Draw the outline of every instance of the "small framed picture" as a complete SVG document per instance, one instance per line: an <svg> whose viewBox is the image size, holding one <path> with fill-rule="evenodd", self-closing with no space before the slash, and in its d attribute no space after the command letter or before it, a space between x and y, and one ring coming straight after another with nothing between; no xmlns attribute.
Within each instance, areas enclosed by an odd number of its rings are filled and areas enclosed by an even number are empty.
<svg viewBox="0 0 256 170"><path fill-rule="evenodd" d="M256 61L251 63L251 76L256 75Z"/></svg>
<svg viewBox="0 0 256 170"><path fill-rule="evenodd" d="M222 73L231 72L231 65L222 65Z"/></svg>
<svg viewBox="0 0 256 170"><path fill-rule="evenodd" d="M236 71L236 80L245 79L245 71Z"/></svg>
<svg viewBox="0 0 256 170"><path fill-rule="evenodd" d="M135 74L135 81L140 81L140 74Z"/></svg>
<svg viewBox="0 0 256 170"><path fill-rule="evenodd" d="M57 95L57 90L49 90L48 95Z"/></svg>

========================================================================

**PROBLEM STATEMENT**: Rewrite the data from its first line through the line containing "73L231 72L231 65L222", inclusive, replacing "rings" with "loops" and leaving everything else unchanged.

**WRITTEN REPLY**:
Draw the outline of every instance of the "small framed picture" as a complete SVG document per instance, one instance per line: an <svg> whose viewBox is the image size, holding one <path> with fill-rule="evenodd", self-closing with no space before the slash, and in its d attribute no space after the command letter or before it, a space between x and y, and one ring coming straight after another with nothing between; no xmlns attribute.
Within each instance, areas enclosed by an odd number of its loops are filled and areas enclosed by an even number are empty.
<svg viewBox="0 0 256 170"><path fill-rule="evenodd" d="M256 61L251 63L251 76L256 75Z"/></svg>
<svg viewBox="0 0 256 170"><path fill-rule="evenodd" d="M222 73L231 72L231 65L222 65Z"/></svg>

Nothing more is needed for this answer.